WHAT YOU SHOULD DO:
Edit the lines that begin with the one containing "Basketball game film review: mark the blue bird's eye" and continue to the end of the lines below. Change "coaching staff" to "scouting team", keep everything else the same, and give back only those lines.

MATERIAL SHOWN:

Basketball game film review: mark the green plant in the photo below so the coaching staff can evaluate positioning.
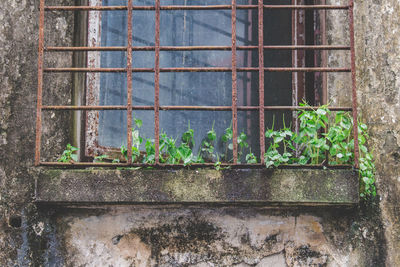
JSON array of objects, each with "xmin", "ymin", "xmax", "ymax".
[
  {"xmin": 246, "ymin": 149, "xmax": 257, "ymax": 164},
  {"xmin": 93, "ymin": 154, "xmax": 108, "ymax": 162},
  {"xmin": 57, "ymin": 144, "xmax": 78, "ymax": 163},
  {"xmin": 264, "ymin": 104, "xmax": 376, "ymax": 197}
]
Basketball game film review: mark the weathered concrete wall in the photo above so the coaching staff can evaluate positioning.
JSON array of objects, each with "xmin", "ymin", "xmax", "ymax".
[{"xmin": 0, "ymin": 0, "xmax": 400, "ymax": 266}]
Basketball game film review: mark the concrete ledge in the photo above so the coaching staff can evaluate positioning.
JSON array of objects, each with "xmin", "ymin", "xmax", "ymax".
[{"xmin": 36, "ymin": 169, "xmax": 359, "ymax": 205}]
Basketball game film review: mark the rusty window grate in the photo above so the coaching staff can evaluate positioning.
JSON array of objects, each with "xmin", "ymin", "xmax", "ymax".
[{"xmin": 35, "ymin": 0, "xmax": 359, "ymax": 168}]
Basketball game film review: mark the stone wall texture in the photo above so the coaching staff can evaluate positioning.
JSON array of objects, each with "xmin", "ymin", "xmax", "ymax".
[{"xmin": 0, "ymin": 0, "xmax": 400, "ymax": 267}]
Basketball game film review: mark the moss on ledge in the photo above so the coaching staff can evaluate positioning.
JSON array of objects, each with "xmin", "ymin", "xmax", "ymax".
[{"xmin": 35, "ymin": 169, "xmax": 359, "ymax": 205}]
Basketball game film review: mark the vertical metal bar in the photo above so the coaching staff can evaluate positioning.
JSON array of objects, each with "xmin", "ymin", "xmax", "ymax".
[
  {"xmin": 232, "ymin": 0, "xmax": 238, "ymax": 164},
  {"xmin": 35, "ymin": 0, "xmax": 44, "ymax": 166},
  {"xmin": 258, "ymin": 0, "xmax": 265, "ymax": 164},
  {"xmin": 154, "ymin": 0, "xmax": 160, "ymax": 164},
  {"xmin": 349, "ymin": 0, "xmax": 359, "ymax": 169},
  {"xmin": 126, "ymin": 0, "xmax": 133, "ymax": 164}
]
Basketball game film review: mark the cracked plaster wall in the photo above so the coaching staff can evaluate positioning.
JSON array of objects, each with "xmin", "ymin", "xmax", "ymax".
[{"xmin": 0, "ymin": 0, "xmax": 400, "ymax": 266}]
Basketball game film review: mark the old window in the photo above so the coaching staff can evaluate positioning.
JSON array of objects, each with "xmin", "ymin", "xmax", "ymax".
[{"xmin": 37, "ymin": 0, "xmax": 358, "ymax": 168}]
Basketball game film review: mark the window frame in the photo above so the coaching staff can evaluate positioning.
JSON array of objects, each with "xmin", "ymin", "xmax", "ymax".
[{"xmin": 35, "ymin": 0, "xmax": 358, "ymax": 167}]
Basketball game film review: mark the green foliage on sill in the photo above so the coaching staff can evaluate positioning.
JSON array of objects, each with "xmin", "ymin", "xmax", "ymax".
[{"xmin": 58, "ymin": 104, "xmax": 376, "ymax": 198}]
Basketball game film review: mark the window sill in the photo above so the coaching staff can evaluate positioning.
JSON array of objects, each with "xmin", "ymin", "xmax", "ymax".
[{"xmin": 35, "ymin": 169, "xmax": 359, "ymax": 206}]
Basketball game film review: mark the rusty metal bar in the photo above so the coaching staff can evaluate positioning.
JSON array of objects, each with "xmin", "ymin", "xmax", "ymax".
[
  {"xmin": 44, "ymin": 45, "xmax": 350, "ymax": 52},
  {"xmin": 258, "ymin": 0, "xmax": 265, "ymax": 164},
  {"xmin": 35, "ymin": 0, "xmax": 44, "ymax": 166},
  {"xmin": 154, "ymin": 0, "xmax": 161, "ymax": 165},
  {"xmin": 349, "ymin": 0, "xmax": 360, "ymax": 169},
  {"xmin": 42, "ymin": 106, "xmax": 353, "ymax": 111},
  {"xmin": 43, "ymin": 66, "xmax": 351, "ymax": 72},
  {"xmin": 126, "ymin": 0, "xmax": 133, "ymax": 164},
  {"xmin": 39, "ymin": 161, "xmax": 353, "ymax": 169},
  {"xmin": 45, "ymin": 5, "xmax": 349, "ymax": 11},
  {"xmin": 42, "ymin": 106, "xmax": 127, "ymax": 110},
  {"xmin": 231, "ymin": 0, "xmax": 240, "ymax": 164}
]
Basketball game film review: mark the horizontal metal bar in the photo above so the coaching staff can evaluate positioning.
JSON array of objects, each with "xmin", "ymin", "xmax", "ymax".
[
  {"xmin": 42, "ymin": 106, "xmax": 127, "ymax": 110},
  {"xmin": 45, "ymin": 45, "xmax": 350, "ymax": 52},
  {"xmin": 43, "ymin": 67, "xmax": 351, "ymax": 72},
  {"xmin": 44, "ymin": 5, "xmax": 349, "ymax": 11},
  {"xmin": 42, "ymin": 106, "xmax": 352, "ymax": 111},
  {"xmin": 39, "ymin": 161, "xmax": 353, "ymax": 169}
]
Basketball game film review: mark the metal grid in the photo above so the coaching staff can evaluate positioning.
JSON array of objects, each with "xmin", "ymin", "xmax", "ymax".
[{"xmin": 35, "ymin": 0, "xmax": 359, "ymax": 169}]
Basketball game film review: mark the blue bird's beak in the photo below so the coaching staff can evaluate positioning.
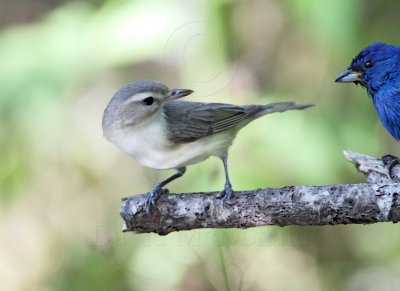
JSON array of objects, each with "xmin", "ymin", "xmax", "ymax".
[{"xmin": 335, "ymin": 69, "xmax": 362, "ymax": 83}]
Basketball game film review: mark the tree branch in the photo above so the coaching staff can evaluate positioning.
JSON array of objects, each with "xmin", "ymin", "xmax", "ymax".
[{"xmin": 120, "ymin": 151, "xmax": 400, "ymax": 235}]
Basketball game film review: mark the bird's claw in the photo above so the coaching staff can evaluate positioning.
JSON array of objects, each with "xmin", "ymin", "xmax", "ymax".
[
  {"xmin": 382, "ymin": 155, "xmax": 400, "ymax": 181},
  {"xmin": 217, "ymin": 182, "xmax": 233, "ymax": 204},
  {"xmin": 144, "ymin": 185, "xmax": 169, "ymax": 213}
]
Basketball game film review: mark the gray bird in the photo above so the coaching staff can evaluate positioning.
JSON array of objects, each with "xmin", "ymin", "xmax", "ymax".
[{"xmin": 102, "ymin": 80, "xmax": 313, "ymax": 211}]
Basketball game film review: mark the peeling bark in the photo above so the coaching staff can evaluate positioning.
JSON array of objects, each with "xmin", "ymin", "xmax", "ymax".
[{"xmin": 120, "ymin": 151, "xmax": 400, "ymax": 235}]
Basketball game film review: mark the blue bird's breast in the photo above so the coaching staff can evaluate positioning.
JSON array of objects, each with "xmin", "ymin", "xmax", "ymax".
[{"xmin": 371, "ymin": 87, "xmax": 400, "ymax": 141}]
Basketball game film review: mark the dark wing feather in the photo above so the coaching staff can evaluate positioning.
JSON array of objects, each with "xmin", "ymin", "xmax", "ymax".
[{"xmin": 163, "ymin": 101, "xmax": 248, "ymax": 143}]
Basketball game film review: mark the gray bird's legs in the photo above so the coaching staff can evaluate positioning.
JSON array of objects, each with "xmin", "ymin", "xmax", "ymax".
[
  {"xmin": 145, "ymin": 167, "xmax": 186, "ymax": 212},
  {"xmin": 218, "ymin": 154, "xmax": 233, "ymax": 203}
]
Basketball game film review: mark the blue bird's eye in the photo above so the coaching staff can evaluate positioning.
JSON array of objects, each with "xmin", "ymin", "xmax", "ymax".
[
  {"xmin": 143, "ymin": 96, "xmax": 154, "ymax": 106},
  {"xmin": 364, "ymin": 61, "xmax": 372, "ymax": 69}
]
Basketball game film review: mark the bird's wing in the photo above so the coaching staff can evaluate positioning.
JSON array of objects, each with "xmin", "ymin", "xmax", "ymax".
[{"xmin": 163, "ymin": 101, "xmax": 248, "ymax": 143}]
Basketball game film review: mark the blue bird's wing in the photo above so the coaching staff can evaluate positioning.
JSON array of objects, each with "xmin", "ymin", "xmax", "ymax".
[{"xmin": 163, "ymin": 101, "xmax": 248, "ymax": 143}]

RESPONSE TO THIS TASK:
Basketball game film review: mark the blue bird's eye in the photo above so the scouting team can evaluate positioning.
JSON array of objects, each with "xmin", "ymin", "xmax", "ymax".
[
  {"xmin": 143, "ymin": 96, "xmax": 154, "ymax": 106},
  {"xmin": 364, "ymin": 61, "xmax": 372, "ymax": 69}
]
Basketball game film review: mark the bird's wing in the photo above so the scouting team can evaluate positioning.
JSON array of objects, each with "xmin", "ymin", "xmax", "ymax".
[{"xmin": 163, "ymin": 101, "xmax": 248, "ymax": 143}]
Basketball game film review: mark the blue bird's wing in the photo above so the scouting team can evaluate positioning.
JSON array of objects, each with "xmin", "ymin", "xmax", "ymax".
[{"xmin": 163, "ymin": 101, "xmax": 248, "ymax": 143}]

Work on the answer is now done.